WHAT IS REQUIRED ▸ Word for word, write out all of the data below.

EXCERPTED DATA ▸
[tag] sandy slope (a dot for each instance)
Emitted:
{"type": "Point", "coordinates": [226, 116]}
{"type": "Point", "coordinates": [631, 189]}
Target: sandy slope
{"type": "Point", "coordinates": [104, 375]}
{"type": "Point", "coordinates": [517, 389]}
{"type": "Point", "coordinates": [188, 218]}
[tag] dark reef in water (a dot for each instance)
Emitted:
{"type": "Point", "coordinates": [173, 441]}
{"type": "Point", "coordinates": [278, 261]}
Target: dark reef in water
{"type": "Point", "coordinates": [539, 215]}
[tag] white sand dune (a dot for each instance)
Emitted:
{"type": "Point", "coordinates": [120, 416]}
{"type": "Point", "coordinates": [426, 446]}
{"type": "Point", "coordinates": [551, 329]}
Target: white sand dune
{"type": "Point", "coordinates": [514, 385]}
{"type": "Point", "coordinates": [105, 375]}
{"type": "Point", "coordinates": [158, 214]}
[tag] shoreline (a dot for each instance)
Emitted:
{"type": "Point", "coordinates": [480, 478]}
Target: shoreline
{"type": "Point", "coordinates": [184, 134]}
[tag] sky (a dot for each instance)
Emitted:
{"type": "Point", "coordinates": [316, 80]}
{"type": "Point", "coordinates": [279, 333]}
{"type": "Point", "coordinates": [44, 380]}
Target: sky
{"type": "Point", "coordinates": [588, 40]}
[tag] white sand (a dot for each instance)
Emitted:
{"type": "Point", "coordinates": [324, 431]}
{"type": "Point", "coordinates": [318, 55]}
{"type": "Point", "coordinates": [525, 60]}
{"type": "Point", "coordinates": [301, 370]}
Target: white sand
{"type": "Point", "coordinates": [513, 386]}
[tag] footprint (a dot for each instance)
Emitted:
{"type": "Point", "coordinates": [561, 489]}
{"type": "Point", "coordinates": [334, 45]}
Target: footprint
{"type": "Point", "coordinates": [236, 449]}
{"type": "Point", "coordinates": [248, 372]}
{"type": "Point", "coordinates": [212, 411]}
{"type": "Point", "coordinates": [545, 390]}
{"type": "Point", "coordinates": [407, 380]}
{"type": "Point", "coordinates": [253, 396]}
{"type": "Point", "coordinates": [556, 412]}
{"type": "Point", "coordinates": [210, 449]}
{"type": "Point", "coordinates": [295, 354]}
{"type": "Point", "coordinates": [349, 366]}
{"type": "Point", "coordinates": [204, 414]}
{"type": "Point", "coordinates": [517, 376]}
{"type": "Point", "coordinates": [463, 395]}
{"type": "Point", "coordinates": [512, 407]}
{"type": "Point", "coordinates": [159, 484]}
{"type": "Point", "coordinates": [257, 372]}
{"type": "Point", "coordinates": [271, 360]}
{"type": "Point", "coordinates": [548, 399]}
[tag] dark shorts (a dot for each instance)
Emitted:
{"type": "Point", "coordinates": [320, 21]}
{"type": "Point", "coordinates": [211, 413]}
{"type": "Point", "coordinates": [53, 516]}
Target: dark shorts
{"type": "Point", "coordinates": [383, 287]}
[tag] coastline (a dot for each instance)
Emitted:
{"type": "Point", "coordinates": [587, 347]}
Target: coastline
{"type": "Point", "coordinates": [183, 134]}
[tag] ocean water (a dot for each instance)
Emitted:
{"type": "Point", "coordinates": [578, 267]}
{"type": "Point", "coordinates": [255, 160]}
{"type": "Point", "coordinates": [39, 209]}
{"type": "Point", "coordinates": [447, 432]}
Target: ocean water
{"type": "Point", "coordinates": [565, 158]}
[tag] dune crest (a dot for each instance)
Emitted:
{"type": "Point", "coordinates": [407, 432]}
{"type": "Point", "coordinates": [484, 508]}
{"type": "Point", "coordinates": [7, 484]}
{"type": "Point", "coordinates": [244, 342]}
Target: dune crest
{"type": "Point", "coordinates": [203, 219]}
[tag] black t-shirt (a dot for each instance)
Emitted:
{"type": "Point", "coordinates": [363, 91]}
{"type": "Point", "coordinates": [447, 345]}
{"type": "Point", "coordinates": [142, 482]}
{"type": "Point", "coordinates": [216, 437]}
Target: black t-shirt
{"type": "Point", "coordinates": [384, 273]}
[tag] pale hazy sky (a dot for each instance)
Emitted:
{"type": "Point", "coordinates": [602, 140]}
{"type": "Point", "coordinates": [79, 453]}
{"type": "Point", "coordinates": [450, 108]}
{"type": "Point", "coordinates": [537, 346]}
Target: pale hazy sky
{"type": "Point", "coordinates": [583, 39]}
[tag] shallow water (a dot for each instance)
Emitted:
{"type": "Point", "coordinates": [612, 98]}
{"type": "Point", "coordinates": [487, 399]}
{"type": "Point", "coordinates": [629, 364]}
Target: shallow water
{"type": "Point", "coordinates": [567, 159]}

OUTPUT BELOW ▸
[tag] sandy slope (a dot for each instance)
Emitted:
{"type": "Point", "coordinates": [226, 116]}
{"type": "Point", "coordinates": [631, 189]}
Target: sandy slope
{"type": "Point", "coordinates": [104, 375]}
{"type": "Point", "coordinates": [517, 389]}
{"type": "Point", "coordinates": [188, 218]}
[tag] dark reef in water (a dot for each instance)
Emitted:
{"type": "Point", "coordinates": [173, 441]}
{"type": "Point", "coordinates": [278, 261]}
Target: dark reef in water
{"type": "Point", "coordinates": [539, 215]}
[tag] white sand dune (a dot for each instance)
Emitted:
{"type": "Point", "coordinates": [120, 416]}
{"type": "Point", "coordinates": [426, 446]}
{"type": "Point", "coordinates": [551, 329]}
Target: white sand dune
{"type": "Point", "coordinates": [514, 385]}
{"type": "Point", "coordinates": [105, 375]}
{"type": "Point", "coordinates": [158, 214]}
[tag] shoreline (a dot for each instance)
Emitted:
{"type": "Point", "coordinates": [480, 478]}
Target: shoreline
{"type": "Point", "coordinates": [184, 134]}
[tag] sky (a dot for each instance)
Emitted:
{"type": "Point", "coordinates": [316, 80]}
{"type": "Point", "coordinates": [279, 333]}
{"type": "Point", "coordinates": [44, 380]}
Target: sky
{"type": "Point", "coordinates": [588, 40]}
[tag] white sand (a dot for each instance)
Emitted:
{"type": "Point", "coordinates": [324, 431]}
{"type": "Point", "coordinates": [318, 55]}
{"type": "Point", "coordinates": [525, 60]}
{"type": "Point", "coordinates": [301, 370]}
Target: white sand
{"type": "Point", "coordinates": [513, 386]}
[tag] footprint (a dot for each instance)
Emitted:
{"type": "Point", "coordinates": [561, 489]}
{"type": "Point", "coordinates": [334, 45]}
Target: footprint
{"type": "Point", "coordinates": [236, 449]}
{"type": "Point", "coordinates": [248, 372]}
{"type": "Point", "coordinates": [212, 411]}
{"type": "Point", "coordinates": [545, 390]}
{"type": "Point", "coordinates": [407, 380]}
{"type": "Point", "coordinates": [253, 396]}
{"type": "Point", "coordinates": [556, 412]}
{"type": "Point", "coordinates": [210, 449]}
{"type": "Point", "coordinates": [295, 354]}
{"type": "Point", "coordinates": [349, 366]}
{"type": "Point", "coordinates": [204, 414]}
{"type": "Point", "coordinates": [517, 376]}
{"type": "Point", "coordinates": [463, 395]}
{"type": "Point", "coordinates": [512, 407]}
{"type": "Point", "coordinates": [159, 484]}
{"type": "Point", "coordinates": [257, 372]}
{"type": "Point", "coordinates": [271, 360]}
{"type": "Point", "coordinates": [548, 399]}
[tag] dark shorts (a dot for each instance)
Emitted:
{"type": "Point", "coordinates": [320, 21]}
{"type": "Point", "coordinates": [211, 413]}
{"type": "Point", "coordinates": [53, 516]}
Target: dark shorts
{"type": "Point", "coordinates": [383, 287]}
[tag] coastline (a dot for each instance)
Emitted:
{"type": "Point", "coordinates": [587, 347]}
Target: coastline
{"type": "Point", "coordinates": [183, 134]}
[tag] ocean water (a dot for each instance)
Emitted:
{"type": "Point", "coordinates": [578, 267]}
{"type": "Point", "coordinates": [255, 160]}
{"type": "Point", "coordinates": [39, 209]}
{"type": "Point", "coordinates": [447, 432]}
Target: ocean water
{"type": "Point", "coordinates": [565, 158]}
[tag] dune crest (a dot for each instance)
Emitted:
{"type": "Point", "coordinates": [407, 432]}
{"type": "Point", "coordinates": [484, 508]}
{"type": "Point", "coordinates": [7, 484]}
{"type": "Point", "coordinates": [244, 342]}
Target: dune crest
{"type": "Point", "coordinates": [203, 219]}
[tag] black t-shirt (a dot for each instance)
Emitted:
{"type": "Point", "coordinates": [363, 91]}
{"type": "Point", "coordinates": [447, 345]}
{"type": "Point", "coordinates": [142, 482]}
{"type": "Point", "coordinates": [216, 437]}
Target: black t-shirt
{"type": "Point", "coordinates": [384, 273]}
[tag] pale hazy sky (a dot for each instance)
Emitted:
{"type": "Point", "coordinates": [602, 140]}
{"type": "Point", "coordinates": [79, 453]}
{"type": "Point", "coordinates": [450, 108]}
{"type": "Point", "coordinates": [537, 346]}
Target: pale hazy sky
{"type": "Point", "coordinates": [583, 39]}
[tag] shallow water (a dot for each instance)
Emitted:
{"type": "Point", "coordinates": [612, 98]}
{"type": "Point", "coordinates": [487, 399]}
{"type": "Point", "coordinates": [629, 364]}
Target: shallow water
{"type": "Point", "coordinates": [567, 159]}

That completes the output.